- **The problem**
Using the entries below, transcribe exactly the line containing "the white vinyl" and each line that follows it to the end.
═════ Records for the task ═════
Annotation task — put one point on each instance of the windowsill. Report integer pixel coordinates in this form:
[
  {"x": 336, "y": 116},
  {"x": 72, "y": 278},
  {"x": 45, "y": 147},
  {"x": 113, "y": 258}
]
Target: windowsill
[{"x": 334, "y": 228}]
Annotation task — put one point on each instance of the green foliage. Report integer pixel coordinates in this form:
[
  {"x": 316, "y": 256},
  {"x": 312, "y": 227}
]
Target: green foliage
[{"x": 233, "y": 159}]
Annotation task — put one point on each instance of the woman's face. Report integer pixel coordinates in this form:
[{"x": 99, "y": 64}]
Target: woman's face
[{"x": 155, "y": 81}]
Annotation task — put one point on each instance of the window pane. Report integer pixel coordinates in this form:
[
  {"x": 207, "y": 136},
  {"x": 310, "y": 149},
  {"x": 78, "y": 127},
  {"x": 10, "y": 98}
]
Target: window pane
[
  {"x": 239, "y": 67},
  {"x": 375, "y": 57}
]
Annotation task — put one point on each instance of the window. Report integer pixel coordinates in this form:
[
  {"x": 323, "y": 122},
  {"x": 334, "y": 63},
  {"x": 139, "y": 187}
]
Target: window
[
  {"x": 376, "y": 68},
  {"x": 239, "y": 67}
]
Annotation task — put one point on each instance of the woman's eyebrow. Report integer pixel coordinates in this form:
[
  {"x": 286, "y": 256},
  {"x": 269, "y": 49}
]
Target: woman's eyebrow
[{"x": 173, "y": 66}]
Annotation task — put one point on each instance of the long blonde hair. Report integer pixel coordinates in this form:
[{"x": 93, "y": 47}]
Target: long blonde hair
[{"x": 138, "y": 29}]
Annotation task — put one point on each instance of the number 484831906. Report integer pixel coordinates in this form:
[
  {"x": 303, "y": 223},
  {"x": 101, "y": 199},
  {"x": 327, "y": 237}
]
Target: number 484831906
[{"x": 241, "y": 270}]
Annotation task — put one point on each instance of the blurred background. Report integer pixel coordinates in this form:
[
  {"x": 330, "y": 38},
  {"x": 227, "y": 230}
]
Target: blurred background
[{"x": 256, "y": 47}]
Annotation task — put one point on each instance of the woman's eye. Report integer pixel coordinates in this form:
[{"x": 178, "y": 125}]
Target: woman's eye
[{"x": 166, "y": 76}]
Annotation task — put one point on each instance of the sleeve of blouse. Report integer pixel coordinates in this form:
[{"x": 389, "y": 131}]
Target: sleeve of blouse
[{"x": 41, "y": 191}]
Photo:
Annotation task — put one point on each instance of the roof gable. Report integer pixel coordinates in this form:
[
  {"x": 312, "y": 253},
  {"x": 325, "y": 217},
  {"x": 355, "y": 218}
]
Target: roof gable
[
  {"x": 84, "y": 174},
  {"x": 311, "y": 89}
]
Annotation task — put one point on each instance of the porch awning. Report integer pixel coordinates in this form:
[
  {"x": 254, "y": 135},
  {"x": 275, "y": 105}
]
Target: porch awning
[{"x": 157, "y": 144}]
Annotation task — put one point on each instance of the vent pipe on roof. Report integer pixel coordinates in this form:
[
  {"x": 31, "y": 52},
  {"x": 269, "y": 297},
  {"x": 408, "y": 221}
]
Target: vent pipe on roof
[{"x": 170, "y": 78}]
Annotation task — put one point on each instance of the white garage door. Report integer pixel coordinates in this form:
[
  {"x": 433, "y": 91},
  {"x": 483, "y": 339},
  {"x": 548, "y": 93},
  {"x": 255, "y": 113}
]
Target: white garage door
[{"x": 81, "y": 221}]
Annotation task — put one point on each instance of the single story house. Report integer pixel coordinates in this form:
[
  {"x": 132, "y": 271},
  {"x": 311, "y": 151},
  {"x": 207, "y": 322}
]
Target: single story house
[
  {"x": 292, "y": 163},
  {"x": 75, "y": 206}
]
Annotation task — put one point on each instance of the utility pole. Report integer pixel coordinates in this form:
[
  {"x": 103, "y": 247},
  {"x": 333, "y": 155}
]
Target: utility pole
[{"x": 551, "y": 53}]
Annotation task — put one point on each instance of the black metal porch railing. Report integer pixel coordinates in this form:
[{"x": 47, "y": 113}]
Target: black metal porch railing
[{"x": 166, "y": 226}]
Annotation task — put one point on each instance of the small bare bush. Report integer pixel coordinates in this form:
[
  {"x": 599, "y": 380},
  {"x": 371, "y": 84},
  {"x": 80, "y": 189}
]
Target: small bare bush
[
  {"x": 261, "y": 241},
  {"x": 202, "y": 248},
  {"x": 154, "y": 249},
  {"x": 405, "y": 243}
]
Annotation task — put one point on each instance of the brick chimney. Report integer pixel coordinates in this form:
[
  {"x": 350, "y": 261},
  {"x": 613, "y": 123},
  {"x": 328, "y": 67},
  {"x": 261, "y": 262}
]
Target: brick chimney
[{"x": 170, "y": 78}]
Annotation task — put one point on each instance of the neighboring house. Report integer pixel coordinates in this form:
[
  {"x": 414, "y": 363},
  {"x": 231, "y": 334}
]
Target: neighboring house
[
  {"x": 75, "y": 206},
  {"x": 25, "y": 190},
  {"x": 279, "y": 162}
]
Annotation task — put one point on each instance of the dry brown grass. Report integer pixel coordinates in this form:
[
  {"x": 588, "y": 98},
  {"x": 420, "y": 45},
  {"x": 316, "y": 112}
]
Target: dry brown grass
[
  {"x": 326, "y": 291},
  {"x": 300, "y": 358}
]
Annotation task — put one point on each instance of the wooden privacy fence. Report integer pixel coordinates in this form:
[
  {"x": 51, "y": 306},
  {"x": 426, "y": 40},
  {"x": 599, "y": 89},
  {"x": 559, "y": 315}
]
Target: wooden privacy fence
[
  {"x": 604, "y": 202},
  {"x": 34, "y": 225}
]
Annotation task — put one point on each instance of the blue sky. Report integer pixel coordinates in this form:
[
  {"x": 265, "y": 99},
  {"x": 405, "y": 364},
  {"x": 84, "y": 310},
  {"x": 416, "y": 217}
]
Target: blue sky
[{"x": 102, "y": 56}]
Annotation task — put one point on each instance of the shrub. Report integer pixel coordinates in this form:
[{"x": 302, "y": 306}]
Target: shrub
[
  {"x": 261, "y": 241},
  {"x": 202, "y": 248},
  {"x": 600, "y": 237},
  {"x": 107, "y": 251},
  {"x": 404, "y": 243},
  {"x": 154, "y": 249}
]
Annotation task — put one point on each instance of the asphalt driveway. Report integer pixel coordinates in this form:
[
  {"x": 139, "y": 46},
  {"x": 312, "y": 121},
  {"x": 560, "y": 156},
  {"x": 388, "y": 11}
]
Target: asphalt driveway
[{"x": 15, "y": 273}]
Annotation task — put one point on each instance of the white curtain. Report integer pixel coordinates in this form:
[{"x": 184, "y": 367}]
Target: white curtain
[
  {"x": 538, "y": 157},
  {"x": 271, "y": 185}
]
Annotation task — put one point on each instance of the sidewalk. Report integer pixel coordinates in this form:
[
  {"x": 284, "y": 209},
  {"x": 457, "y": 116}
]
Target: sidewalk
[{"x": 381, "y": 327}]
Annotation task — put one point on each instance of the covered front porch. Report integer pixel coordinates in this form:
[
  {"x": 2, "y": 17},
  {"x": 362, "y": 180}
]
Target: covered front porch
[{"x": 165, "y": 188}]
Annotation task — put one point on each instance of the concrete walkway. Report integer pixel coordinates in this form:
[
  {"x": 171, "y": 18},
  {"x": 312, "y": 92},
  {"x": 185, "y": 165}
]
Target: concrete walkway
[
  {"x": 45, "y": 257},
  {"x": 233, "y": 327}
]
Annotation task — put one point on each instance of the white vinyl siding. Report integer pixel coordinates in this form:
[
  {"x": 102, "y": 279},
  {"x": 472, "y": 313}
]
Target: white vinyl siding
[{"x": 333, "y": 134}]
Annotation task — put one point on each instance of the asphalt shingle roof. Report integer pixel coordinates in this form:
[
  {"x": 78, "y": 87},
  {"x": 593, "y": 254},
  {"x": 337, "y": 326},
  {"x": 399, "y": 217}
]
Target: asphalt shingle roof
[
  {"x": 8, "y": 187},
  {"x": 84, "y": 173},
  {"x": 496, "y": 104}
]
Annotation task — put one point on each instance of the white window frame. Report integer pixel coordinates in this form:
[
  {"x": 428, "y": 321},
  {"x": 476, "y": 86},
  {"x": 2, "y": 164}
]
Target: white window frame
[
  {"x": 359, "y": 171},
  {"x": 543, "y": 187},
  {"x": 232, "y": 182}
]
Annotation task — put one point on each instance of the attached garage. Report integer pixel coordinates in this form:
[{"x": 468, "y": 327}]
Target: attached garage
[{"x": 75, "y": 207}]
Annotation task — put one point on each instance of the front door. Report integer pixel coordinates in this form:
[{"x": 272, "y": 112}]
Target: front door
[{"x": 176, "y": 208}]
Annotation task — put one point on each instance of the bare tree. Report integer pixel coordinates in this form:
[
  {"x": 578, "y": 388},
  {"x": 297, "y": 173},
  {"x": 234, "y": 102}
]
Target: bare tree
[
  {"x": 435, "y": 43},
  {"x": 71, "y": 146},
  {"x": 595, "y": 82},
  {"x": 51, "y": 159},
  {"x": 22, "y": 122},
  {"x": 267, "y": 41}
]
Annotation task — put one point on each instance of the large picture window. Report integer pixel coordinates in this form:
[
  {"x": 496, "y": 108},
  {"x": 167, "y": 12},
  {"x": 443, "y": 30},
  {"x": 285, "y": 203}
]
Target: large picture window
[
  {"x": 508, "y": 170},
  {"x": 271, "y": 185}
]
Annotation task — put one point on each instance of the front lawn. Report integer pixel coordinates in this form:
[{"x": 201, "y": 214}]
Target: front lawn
═════
- **Task output**
Annotation task — put one point on each instance of the white vinyl siding. Report integer pixel coordinates in this form:
[
  {"x": 102, "y": 279},
  {"x": 472, "y": 313}
]
Target: white vinyl siding
[{"x": 333, "y": 134}]
Annotation task — put one point on each instance of the asphalt shingle roof. Report integer pixel coordinates in this form:
[
  {"x": 78, "y": 87},
  {"x": 593, "y": 254},
  {"x": 337, "y": 326},
  {"x": 399, "y": 217}
]
Target: asphalt shingle roof
[
  {"x": 8, "y": 187},
  {"x": 84, "y": 173},
  {"x": 496, "y": 104}
]
Annotation task — put one point on each instance of the white window frame. Report integer pixel coordinates in this form:
[
  {"x": 428, "y": 321},
  {"x": 476, "y": 86},
  {"x": 2, "y": 164}
]
Target: white window frame
[
  {"x": 359, "y": 171},
  {"x": 543, "y": 187},
  {"x": 232, "y": 182}
]
Annotation task — put one point on each instance of the attached garage. Report integer pixel coordinates in this form:
[{"x": 468, "y": 327}]
Target: attached garage
[{"x": 75, "y": 207}]
Annotation task — put one point on each instance of the front door. Report integer pixel coordinates in this form:
[{"x": 272, "y": 112}]
Target: front door
[{"x": 176, "y": 208}]
Annotation task — put one point on each instance of the bare tree. Report integer pixel coordinates in this form:
[
  {"x": 578, "y": 388},
  {"x": 297, "y": 173},
  {"x": 234, "y": 102}
]
Target: bare tree
[
  {"x": 435, "y": 43},
  {"x": 71, "y": 146},
  {"x": 595, "y": 82},
  {"x": 51, "y": 159},
  {"x": 22, "y": 122},
  {"x": 267, "y": 41}
]
Annotation task — put one point on each instance of the large picture window. Report integer pixel coordinates in this form:
[
  {"x": 496, "y": 108},
  {"x": 167, "y": 12},
  {"x": 443, "y": 30},
  {"x": 285, "y": 203}
]
Target: large picture window
[
  {"x": 508, "y": 170},
  {"x": 271, "y": 185}
]
Annotation task — put one point on each instance of the front lawn. Report integer pixel coordinates in this form:
[{"x": 201, "y": 214}]
Target: front lawn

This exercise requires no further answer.